**Written problem:**
Give every line of the material again, exactly as written.

**Listed entries:**
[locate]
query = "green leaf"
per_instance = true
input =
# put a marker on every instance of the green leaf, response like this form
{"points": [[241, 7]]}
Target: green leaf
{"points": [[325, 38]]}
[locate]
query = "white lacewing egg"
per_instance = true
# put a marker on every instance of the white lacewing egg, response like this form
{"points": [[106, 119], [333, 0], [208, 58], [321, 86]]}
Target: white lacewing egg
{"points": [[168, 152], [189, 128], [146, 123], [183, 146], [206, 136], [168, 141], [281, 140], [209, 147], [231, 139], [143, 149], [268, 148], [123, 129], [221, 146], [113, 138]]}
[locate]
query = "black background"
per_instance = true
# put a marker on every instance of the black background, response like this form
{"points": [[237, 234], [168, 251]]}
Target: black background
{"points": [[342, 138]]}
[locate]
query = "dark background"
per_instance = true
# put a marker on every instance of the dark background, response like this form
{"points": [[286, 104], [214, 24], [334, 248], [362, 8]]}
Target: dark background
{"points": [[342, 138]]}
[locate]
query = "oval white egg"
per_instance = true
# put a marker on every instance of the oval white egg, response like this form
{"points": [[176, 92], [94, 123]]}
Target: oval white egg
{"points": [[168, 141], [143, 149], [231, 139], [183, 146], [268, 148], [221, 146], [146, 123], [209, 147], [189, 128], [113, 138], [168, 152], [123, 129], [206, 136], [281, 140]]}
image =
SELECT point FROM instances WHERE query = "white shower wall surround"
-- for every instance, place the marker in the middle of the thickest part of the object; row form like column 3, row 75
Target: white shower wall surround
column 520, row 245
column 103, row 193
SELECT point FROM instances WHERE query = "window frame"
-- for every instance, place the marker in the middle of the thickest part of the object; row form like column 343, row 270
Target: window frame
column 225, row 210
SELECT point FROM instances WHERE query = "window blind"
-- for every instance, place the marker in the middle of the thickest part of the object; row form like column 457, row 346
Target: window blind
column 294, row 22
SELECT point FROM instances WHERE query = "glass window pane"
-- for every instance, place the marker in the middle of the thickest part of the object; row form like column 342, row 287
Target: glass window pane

**Solution to the exercise:**
[locate]
query = "green leaf"
per_instance = true
input =
# put a marker on every instance of the green leaf, response like this form
{"points": [[241, 7]]}
Target: green leaf
{"points": [[325, 38]]}
[locate]
query = "white lacewing egg"
per_instance = true
# put a marker on every instance of the white lacewing egg, response like this form
{"points": [[106, 119], [333, 0], [208, 58], [321, 86]]}
Target: white lacewing egg
{"points": [[168, 152], [189, 128], [146, 123], [183, 146], [206, 136], [168, 141], [281, 140], [209, 147], [231, 139], [143, 149], [268, 148], [123, 129], [221, 146], [113, 138]]}
[locate]
query = "black background"
per_instance = true
# put a marker on every instance of the black background, response like this form
{"points": [[237, 234], [168, 251]]}
Target: black background
{"points": [[342, 138]]}
[locate]
query = "dark background"
per_instance = true
# put a marker on every instance of the dark background, response like this form
{"points": [[286, 104], [214, 24], [334, 248], [362, 8]]}
Target: dark background
{"points": [[342, 138]]}
[locate]
query = "oval white egg"
per_instance = true
# put a marker on every instance of the oval white egg, response like this form
{"points": [[176, 92], [94, 123]]}
Target: oval white egg
{"points": [[168, 141], [143, 149], [231, 139], [183, 146], [268, 148], [221, 146], [146, 123], [209, 147], [189, 128], [113, 138], [168, 152], [123, 129], [206, 136], [281, 140]]}
image =
SELECT point FROM instances WHERE query = "white shower wall surround"
-- for every instance, place the marker in the middle of the thickest part of the object; row form like column 3, row 75
Target: white shower wall surround
column 520, row 245
column 103, row 193
SELECT point FROM instances WHERE query = "window frame"
-- for every instance, place the marker in the middle of the thickest part of the object; row form like column 343, row 270
Target: window frame
column 225, row 210
SELECT point FROM instances WHERE query = "window blind"
-- for every instance, place the marker in the middle of the thickest part of the object; row form like column 457, row 346
Target: window blind
column 294, row 22
SELECT point FROM instances WHERE query = "glass window pane"
-- for every instance, place the marker in the middle of the thickest part of the object; row form like column 342, row 287
Target: glass window pane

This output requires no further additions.